READING TEXT:

☆ ☆ ☆

Studio album by Drivin N Cryin
- Released: September 29, 2009
- Genre: Southern rock, hard rock
- Label: Vintage Earth

Drivin N Cryin chronology
| Detroit City Rock (EP) (2003) | The Great American Bubble Factory (2009) | Songs From The Laundromat (EP) (2012) |

= The Great American Bubble Factory =

The Great American Bubble Factory is the eighth full studio album from Southern rock group Drivin N Cryin. Released on September 29, 2009, on Vintage Earth records, it was the band's first studio album in 12 years. Three of the album's songs, "Midwestern Blues," "Pre-Approved, Pre-Denied" and "This Town" had previously appeared on Kevn Kinney solo albums (released in 1994, 2009 and 2000, respectively).

The vinyl version of the album was split into three sides, with the fourth side featuring three bonus tracks: "Take Me Out," "In The Drift Of Time," and a cover of the Beatles "Let It Be."

☆ ☆ ☆

Object position labeling entries
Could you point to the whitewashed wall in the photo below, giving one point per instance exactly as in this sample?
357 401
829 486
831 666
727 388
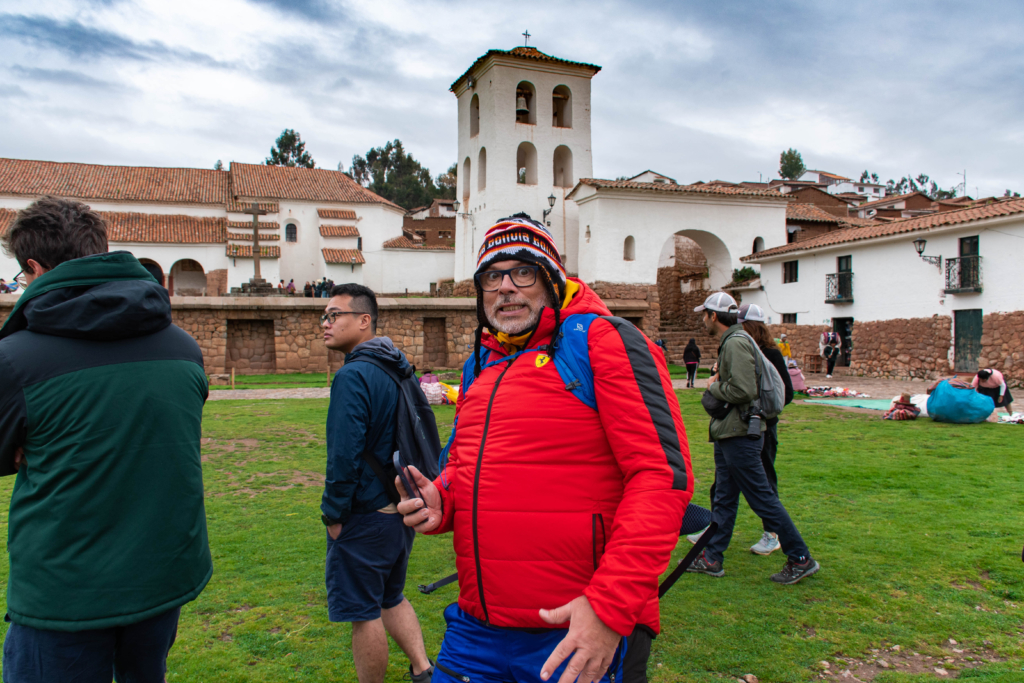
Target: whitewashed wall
501 135
890 281
724 227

☆ ☆ ☆

REQUIREMENT 1: Decide whether each of the following statements agrees with the album text, answering yes or no and quoting the deciding words of that text: (a) The album was released on the Vintage Earth label. (b) The album was the band's seventh full studio album. (c) The vinyl version placed the regular album tracks across all four sides.
REQUIREMENT 2: Write the next part of the album text, beginning directly after its final sentence.

TASK OUTPUT 1:
(a) Yes: "Released on September 29, 2009, on Vintage Earth records"
(b) No: "the eighth full studio album from Southern rock group Drivin N Cryin"
(c) No: "The vinyl version of the album was split into three sides, with the fourth side featuring three bonus tracks"

TASK OUTPUT 2:
==Reception==
Stephen M. Deusner of The Washington Post notes a few issues, such as "some stumbling social commentary and a regrettable album cover" but finds the album also "both a welcome return as well as a return to form for Drivin' N' Cryin'". At times, "the album reverberates with an energy that the group hasn't mustered since 1991's Fly Me Courageous."

Mark Deming of AllMusic states that Kinney's voice is "starting to show its age ... but for a band that was formed in 1985 and has been off the radar for over a decade, Drivin' n' Cryin' sound admirably vital and committed."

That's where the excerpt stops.